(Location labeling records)
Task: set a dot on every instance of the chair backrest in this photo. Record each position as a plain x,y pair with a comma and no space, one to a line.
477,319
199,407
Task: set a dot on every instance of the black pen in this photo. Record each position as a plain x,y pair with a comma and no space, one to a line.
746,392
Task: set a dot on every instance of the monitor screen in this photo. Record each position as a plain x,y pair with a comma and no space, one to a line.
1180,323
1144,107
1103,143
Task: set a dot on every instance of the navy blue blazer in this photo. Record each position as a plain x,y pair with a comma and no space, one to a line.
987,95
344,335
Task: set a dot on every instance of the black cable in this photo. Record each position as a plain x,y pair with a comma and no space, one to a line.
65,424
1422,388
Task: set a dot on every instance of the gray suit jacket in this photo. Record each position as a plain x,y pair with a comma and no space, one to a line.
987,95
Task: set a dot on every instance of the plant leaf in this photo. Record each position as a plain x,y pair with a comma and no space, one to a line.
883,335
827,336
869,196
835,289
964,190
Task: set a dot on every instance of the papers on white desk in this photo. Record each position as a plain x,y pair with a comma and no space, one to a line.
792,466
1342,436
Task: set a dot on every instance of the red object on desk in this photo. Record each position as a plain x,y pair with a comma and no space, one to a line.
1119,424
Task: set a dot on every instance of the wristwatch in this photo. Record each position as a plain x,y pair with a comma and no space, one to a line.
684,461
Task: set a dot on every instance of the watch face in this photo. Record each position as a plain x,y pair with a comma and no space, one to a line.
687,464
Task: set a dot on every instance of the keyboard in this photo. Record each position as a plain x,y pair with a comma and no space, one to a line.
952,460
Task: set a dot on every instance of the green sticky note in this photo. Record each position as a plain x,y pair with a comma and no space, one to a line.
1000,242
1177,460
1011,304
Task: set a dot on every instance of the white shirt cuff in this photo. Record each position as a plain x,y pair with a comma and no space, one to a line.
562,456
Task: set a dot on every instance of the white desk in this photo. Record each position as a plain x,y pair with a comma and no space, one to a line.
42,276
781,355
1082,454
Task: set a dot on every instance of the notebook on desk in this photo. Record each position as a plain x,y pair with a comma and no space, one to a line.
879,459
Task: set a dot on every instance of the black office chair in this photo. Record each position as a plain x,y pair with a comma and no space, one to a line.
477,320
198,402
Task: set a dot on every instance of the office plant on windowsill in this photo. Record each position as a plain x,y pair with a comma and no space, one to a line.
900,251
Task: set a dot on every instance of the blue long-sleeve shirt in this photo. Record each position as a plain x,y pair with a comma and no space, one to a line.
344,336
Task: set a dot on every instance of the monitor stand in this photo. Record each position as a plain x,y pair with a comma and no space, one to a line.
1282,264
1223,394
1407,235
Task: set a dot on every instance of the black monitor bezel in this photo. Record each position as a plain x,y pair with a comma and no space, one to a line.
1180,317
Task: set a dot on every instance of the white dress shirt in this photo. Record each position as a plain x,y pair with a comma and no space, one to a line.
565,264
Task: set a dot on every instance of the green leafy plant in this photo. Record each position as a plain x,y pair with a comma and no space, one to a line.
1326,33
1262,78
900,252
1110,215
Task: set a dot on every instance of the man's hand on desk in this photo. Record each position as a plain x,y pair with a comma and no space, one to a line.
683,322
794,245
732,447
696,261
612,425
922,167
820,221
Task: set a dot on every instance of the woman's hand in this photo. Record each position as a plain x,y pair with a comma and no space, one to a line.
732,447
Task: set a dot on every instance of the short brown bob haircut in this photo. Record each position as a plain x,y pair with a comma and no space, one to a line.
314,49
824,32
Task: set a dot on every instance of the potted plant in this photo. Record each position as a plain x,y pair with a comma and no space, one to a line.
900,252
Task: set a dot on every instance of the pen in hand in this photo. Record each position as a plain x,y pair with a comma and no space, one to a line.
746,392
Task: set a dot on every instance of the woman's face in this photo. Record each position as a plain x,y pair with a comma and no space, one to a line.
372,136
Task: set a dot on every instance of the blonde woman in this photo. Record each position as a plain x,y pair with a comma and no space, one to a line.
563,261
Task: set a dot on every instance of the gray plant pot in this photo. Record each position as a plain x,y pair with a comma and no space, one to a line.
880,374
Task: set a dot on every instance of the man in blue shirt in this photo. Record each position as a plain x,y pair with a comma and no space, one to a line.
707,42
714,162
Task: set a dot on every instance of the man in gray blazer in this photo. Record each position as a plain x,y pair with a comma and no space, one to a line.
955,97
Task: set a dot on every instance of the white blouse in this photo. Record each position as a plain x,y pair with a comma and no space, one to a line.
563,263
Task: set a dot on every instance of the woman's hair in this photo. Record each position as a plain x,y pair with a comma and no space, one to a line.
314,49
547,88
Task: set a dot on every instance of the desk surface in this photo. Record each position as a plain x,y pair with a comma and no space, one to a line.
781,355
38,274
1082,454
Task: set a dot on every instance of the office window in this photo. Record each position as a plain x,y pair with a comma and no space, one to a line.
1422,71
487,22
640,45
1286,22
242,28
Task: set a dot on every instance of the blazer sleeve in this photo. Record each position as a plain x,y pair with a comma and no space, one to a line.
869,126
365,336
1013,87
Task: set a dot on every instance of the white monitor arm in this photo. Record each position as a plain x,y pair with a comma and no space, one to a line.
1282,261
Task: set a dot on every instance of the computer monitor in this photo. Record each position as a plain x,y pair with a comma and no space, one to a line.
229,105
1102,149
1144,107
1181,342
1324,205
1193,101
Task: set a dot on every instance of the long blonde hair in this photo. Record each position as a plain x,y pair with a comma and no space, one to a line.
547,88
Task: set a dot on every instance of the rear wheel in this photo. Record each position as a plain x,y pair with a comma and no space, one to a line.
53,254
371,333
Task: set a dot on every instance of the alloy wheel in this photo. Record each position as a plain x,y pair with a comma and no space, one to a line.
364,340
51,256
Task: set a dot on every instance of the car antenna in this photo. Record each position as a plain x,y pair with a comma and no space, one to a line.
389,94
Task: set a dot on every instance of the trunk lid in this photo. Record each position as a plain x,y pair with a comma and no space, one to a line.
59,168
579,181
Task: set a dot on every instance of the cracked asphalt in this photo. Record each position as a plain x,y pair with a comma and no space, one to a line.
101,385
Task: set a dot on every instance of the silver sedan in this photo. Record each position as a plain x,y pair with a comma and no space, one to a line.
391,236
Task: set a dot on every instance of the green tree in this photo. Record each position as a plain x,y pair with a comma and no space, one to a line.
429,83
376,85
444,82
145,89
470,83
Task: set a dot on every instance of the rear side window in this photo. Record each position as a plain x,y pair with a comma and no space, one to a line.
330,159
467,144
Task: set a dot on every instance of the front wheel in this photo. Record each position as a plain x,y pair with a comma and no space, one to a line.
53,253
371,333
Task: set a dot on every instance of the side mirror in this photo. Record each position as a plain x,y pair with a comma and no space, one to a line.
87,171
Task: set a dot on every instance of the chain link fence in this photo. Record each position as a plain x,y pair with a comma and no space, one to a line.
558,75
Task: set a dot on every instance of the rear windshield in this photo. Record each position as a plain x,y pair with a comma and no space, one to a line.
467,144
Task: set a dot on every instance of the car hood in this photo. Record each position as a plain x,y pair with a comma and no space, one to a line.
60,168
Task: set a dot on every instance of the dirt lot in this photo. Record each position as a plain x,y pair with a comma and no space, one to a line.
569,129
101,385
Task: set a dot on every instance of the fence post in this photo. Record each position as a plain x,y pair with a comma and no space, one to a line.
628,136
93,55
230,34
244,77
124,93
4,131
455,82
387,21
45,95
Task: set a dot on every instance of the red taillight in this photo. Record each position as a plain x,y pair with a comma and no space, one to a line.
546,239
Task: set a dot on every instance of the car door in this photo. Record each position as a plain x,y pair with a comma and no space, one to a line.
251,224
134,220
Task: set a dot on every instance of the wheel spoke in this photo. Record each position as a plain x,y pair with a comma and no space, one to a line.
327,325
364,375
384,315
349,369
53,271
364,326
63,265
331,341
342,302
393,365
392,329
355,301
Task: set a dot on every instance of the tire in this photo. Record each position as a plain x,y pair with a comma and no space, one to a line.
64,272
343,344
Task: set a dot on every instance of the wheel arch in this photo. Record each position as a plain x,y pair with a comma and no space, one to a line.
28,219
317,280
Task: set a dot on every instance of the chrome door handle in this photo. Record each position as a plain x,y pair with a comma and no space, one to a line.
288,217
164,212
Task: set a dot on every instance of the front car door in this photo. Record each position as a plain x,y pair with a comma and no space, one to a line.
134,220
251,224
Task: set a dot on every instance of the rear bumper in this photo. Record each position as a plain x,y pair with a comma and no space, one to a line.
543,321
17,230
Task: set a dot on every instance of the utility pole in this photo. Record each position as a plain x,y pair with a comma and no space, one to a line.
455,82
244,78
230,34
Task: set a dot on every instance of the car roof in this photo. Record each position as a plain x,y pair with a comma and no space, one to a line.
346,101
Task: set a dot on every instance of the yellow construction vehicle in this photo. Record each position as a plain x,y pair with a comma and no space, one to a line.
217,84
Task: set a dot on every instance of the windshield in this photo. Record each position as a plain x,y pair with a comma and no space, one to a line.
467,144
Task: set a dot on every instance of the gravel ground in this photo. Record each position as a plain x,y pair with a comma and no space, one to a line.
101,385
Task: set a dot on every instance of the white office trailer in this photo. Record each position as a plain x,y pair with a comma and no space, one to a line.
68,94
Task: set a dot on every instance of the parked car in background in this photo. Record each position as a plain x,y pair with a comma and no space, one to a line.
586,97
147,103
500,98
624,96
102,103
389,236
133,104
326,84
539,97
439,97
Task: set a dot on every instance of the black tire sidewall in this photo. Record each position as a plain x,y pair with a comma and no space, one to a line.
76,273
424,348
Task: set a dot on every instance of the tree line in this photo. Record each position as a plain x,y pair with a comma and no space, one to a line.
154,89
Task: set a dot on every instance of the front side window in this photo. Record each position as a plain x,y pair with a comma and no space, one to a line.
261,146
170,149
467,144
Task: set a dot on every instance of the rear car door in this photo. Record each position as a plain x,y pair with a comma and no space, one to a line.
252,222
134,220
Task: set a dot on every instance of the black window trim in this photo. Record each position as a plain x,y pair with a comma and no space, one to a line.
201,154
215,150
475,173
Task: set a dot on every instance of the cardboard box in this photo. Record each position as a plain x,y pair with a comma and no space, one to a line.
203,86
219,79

Given instruction » Reproduce the records above exactly, starting with the line that contains "Task: set a dot on every instance of the front side" and ending with the last line.

Answer to the task »
Task: set a dot on every instance of the front side window in this photo. Record each position as a plain x,y pair with a comma and no space, one to a line.
261,146
170,149
467,144
Task: set a dot on every instance of the rear car door in this photo. Record each position as a plain x,y pair with a comma and no space, one to a line.
252,222
134,220
Task: set a dot on every instance of the black window trim in this photo. Record each position as a plain x,y pair with a comma and no space, one to a line.
201,154
215,150
475,173
Task: set a dot on every instance of the cardboard box in this photo. Record each position as a plain x,y pair with a comma and no space, one to a line.
203,86
219,79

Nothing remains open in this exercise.